[Activity]: Transcribe all data verbatim. Skip the pictures.
··········
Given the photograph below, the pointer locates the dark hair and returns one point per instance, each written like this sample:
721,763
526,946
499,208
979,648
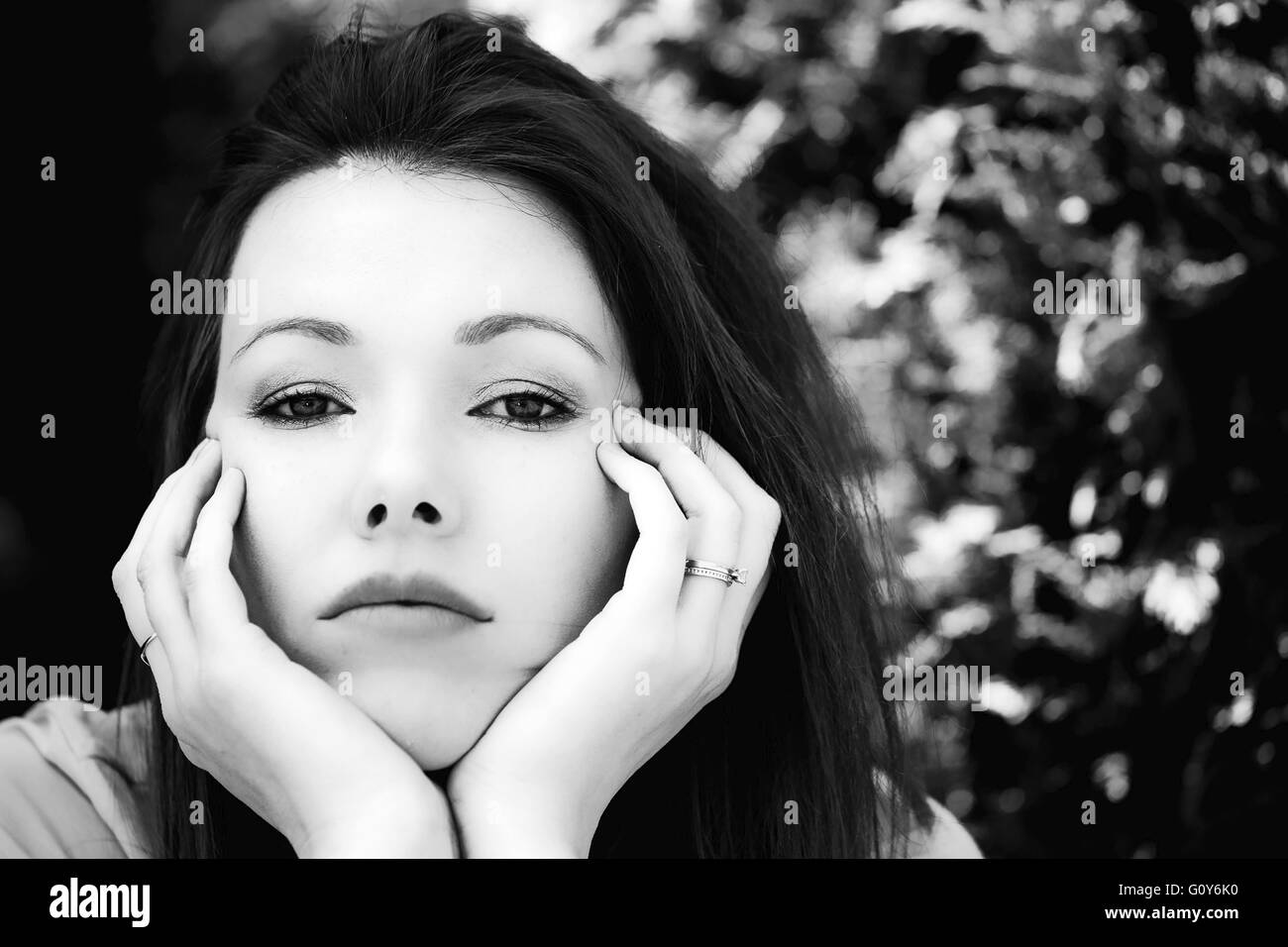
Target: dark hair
699,302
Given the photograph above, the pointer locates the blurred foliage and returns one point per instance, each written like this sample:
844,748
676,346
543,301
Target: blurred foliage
1070,500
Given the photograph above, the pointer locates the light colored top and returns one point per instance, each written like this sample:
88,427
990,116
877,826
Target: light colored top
62,789
63,795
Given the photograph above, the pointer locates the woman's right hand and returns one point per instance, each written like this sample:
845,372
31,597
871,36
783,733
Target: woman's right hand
301,757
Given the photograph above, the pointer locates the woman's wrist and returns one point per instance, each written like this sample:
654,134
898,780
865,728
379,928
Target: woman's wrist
417,828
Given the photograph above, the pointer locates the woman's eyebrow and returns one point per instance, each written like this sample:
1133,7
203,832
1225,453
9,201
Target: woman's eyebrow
480,331
473,333
323,330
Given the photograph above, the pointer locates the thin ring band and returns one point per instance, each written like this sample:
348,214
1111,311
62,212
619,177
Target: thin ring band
712,570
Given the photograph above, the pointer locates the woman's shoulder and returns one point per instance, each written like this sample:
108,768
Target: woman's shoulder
71,783
945,838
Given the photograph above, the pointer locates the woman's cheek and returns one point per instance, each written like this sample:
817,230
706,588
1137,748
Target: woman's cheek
270,540
568,534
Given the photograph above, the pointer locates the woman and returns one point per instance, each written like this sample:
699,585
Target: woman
515,474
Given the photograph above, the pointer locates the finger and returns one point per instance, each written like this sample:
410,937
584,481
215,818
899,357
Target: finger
761,517
656,567
125,579
162,560
215,602
713,517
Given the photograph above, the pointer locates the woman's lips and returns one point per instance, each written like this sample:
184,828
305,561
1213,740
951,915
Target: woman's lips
404,616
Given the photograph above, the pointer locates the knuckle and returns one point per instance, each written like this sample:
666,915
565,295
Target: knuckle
192,573
674,530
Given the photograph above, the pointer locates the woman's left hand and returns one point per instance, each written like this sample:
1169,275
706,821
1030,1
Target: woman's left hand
665,646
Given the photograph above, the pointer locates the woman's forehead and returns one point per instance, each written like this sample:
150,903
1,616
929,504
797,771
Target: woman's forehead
385,250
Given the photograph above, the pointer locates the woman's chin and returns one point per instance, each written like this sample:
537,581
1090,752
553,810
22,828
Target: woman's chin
434,735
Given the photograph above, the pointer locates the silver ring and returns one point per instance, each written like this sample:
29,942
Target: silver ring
712,570
143,648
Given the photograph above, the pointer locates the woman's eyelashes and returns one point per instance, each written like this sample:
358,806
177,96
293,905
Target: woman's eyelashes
533,407
300,406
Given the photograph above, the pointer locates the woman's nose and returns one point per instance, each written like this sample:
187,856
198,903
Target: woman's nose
425,512
403,492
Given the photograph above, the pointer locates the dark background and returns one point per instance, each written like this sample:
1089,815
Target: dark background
1109,684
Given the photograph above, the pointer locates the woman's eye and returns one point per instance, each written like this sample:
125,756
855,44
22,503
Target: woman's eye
526,408
300,406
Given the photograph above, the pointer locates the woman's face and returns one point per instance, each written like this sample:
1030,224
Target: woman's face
425,411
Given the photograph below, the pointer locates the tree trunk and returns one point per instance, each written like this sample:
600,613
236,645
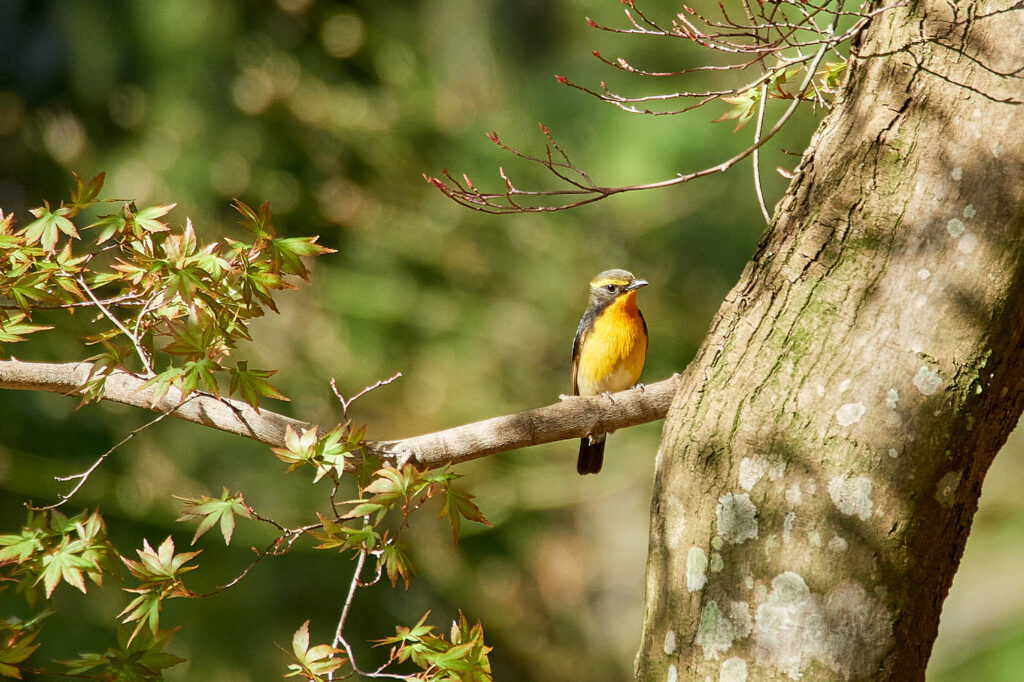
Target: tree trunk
823,457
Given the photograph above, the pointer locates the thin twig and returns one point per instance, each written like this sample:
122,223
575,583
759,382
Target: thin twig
84,475
346,402
757,153
117,323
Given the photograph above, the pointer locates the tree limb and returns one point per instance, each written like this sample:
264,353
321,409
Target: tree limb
572,417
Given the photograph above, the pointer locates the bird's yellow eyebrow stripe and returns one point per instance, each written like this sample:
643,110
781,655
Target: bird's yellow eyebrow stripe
619,282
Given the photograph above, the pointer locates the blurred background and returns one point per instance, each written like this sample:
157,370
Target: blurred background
332,112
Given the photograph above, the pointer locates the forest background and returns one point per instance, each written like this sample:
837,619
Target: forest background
332,112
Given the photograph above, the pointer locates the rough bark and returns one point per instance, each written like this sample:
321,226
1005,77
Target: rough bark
823,458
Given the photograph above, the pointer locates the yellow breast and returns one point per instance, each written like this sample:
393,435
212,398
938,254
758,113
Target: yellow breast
613,351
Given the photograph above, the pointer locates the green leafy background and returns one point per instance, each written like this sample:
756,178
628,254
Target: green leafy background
332,112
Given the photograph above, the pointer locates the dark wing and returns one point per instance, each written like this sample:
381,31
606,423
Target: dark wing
646,338
582,330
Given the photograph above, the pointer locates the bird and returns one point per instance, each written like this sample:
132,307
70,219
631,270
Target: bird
608,351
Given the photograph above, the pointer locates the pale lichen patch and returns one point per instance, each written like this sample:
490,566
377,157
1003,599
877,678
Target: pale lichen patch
787,626
696,569
752,469
670,642
838,545
718,630
928,381
845,631
733,670
945,492
852,495
787,524
968,243
851,413
736,518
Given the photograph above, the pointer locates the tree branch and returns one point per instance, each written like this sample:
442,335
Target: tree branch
573,417
222,414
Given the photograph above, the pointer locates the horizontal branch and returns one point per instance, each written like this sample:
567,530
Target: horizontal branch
572,417
124,387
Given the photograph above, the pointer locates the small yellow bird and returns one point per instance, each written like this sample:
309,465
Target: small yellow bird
608,350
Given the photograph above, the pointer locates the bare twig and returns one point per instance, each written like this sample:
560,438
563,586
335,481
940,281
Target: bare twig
345,402
573,417
757,167
124,330
83,476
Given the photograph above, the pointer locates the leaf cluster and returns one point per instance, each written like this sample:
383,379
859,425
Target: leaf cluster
392,489
158,293
461,657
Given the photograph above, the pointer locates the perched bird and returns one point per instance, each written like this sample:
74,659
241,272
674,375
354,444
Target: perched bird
··········
[Result of the task]:
Given the photograph below, the pointer locates the dark hair and returns one point per instance, each written like this sample:
721,763
526,946
499,208
979,648
Target: dark hair
699,302
Given the photograph above, the pointer locates the blurred foliage and returns one point per instance, each written like this sample:
844,748
676,346
543,301
Target: blurred foliage
1070,500
Given the photograph above, the pointer locates the light colored top and returns one point per instance, each written like this sample:
88,427
990,116
877,826
Target: light colored top
62,789
63,795
Given the photograph above, the pointer locates the woman's right hand and returns one point per instance, each written like this sample:
845,372
31,597
871,36
783,733
Target: woman's right hand
301,757
Given the photograph above, the pointer locates the woman's wrist and returns one point per instance, each written like this sample:
654,134
898,780
865,728
379,928
Target: woman's wrist
417,828
Given the photograph above, the pointer locates the woman's eyebrow and returns one point per instance, each written like this sample:
1133,7
203,832
1225,453
9,201
Target: woman's eyebrow
480,331
473,333
323,330
Given the photograph above, the pointer locates the thin ring band and returns one point per instance, each written like this sample:
348,214
1111,311
62,212
619,177
Target: thin ring band
712,570
Given the photograph above, the pointer locates the woman's shoulder and returns one point per instance, each written like this sample:
108,768
Target: woman's shoulder
71,783
945,838
Given the photograph above, the pointer locates the woman's cheek and returns one point per instance, each written like this sample:
817,230
706,588
1137,748
Target: woman's cheek
270,540
568,534
Given the photograph above, the pointer locates the woman and returns one point per instance, each written like this sample:
699,585
Target: woman
515,474
Given the photograph above, the pointer locates the finger and returns one point per instance, each written like this sample:
410,937
584,481
215,818
899,357
Target: finger
761,517
656,567
125,579
162,560
215,602
713,517
Given the photograph above, the pointer locates the woman's lips and returns one point per instance, each written like this sample:
184,828
305,561
1213,740
951,915
Target: woman's lips
404,616
Given the photograph above, the pointer locates the knuckle and returns one point per instance, each written like this sample:
666,915
565,295
Target: knuckle
192,573
674,530
Given the photograph above, the pointer locates the woman's left hand and returns one point per instance, each written like this sample:
1169,275
706,821
1030,1
Target: woman's left hand
665,646
Given the photograph above, the pointer locates the woman's forehead and returns one point per instance, each written like this sample:
150,903
1,616
929,504
797,771
Target: woman's forehead
385,250
Given the photograph above, the pointer locates the woman's chin and returns one point per instance, each written like this sample:
537,581
1090,752
553,810
22,828
Target: woman's chin
434,735
Given the photograph above, the pointer locates the silver ring and returns one point per instance, each written like this sample:
29,942
Target: silver ring
712,570
143,648
Given the photograph above, the pointer locates the woman's eyelashes and returns one point per instance, each written like this sample:
358,806
177,96
293,905
Target: woman's eyelashes
533,407
300,406
Given the photograph above, the pointer locates the woman's nose and returns one point per instance, each written like this sample:
187,856
198,903
Target: woman's nose
425,512
403,492
Given the photograph above, the pointer locates the dark background and returns one point per instance, each written like this sample:
1089,815
Target: dark background
1109,684
Given the photograph above, the pointer locates the woman's eye and returns one point per instance, each written like this sample:
125,756
855,44
22,503
Target: woman's eye
526,408
300,406
Given the photograph above, the pointer locates the woman's face and returns one point per instance, each written like this sample:
1030,224
Target: woman's face
425,411
Given the photograph below, the pointer locates the tree trunk and returns one point per instance, each written like this sample:
600,613
236,645
Target: tree trunk
823,457
Given the photograph above, the pointer locates the thin twig and returns one point per instance, each written like this sample:
122,223
575,583
759,382
Target: thin twig
84,475
346,402
757,153
117,323
Given the photograph above, the pointer locates the tree limb and returns one point per instance, each written like this sample:
264,353
321,409
Target: tree limb
572,417
Given the photograph above, the pointer locates the bird's yellow eyebrow stripe and returns one point per instance, each written like this sample:
643,110
781,655
Target: bird's yellow eyebrow stripe
619,282
Given the photograph above, the pointer locates the blurred background and returns one point per instance, each written like this sample:
157,370
Target: blurred background
332,112
Given the photograph above, the pointer locates the forest background and returns one point per instance, each written like this sample:
837,619
Target: forest background
332,112
Given the photograph above, the pointer locates the rough bark and returns one point per instance, each written like this sample:
321,226
1005,77
Target: rough bark
823,458
Given the photograph above, the pointer locates the yellow breast and returns one point per instance, each written like this sample:
393,435
212,398
938,254
758,113
Target: yellow breast
613,351
Given the photograph above, the pointer locates the green leafy background and returns one point per instance, each written like this sample:
756,178
628,254
Target: green leafy background
332,112
Given the photograph above, the pointer locates the dark wing and returns one point per instance, each written like this sample:
381,31
606,423
Target: dark wing
646,338
582,330
Given the photograph above, the pointer locates the bird and returns one point per instance, each written like this sample:
132,307
70,219
631,270
Target: bird
608,351
Given the photograph above, the pointer locates the pale lichen patch and returns one point per instance, each written like this sample:
490,566
377,157
1003,599
877,678
Target: pale lichen patch
787,626
696,569
752,469
670,642
838,545
718,630
928,381
845,631
733,670
945,492
852,495
787,524
968,243
851,413
736,518
Given the photograph above, the pointer locates the tree branch and returns one point per instance, each written like this sample:
442,335
Target: tree branch
573,417
222,414
Given the photograph above, the pointer locates the horizontal branch and returns one point per instance, each written like this sample:
567,530
Target: horizontal branch
572,417
124,387
Given the photograph above, the pointer locates the small yellow bird and returns one point per instance, each written like this sample:
309,465
Target: small yellow bird
608,350
Given the photograph above, the pointer locates the bare twig and returns one point per instance, each written like this sample:
560,438
563,586
335,481
940,281
Target: bare twig
345,402
573,417
757,167
124,330
83,476
Given the photograph above, the pointer locates the leaf cluster and returns one point per instance, each written like this sample:
383,379
859,425
Target: leaf cluster
392,489
158,293
461,657
Given the photograph above, the pointer locates the perched bird and returns one point per instance, each written like this sample:
74,659
241,272
674,375
354,444
Target: perched bird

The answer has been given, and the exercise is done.